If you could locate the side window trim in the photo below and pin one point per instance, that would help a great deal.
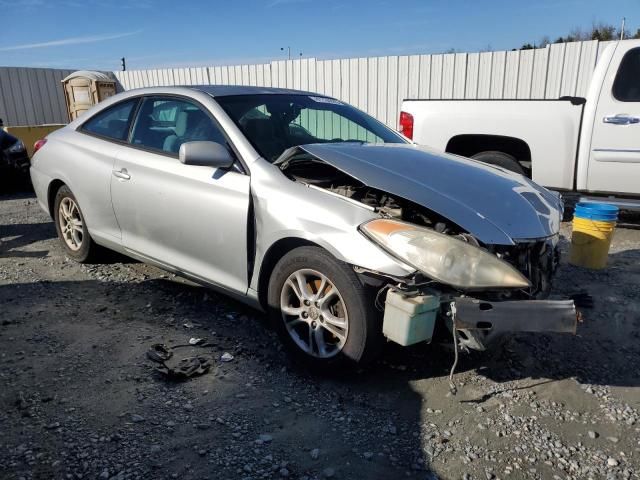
(81, 128)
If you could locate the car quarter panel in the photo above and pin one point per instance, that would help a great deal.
(84, 163)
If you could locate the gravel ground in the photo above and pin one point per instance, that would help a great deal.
(79, 398)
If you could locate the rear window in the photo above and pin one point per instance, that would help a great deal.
(113, 122)
(626, 86)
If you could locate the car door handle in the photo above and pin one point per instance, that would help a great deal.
(123, 174)
(621, 120)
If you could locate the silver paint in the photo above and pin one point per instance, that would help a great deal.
(494, 205)
(200, 221)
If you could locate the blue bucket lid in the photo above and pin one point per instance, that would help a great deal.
(604, 212)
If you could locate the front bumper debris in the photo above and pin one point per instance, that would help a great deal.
(558, 316)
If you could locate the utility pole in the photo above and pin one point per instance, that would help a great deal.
(288, 52)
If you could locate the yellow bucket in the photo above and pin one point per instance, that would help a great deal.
(590, 242)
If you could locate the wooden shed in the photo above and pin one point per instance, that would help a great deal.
(83, 89)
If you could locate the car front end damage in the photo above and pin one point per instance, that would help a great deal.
(489, 275)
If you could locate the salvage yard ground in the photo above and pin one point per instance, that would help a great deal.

—————

#### EXERCISE BRIEF:
Instruction for this listing: copy it exactly, but leave the images behind.

#### TASK ANSWER:
If you could locate the side window trim in the photo below and pin one point per instance, that would help a great deal.
(81, 128)
If you could locate the car quarter panel in the photo above and pin one point per instance, that would help a great deal.
(84, 163)
If you could locate the gravel ground in the photo above and pin one point per instance, that would help a great deal.
(79, 398)
If you could locate the rear window in the photo above and pin one point per instance, that would help a great deal.
(113, 122)
(626, 86)
If you could locate the car door handle in the photo above and pin one point per instance, that would help a great deal.
(123, 174)
(621, 120)
If you could locate the silver paint in the photo above and pin one point per instance, that would help a great deal.
(494, 205)
(200, 221)
If you could locate the blue bucket lid in the photo above and pin one point per instance, that would help a great deal.
(604, 212)
If you could locate the front bumper debris in the photo above and pin one point per instance, that would help a great deal.
(558, 316)
If you could locate the utility pole in the photo above and pin one point per instance, that would help a great deal.
(288, 52)
If you could locate the yellow bucket in the photo above and pin one point per instance, that would help a great deal.
(590, 242)
If you could locate the wooden shed in the photo above and pin one point per instance, that would help a great deal.
(83, 89)
If you could locate the car front end damage in the photo above and pin one point per instance, that would help a great deal.
(489, 275)
If you could locate the salvage yard ground in the photo above and pin one point per instance, that would help a great deal.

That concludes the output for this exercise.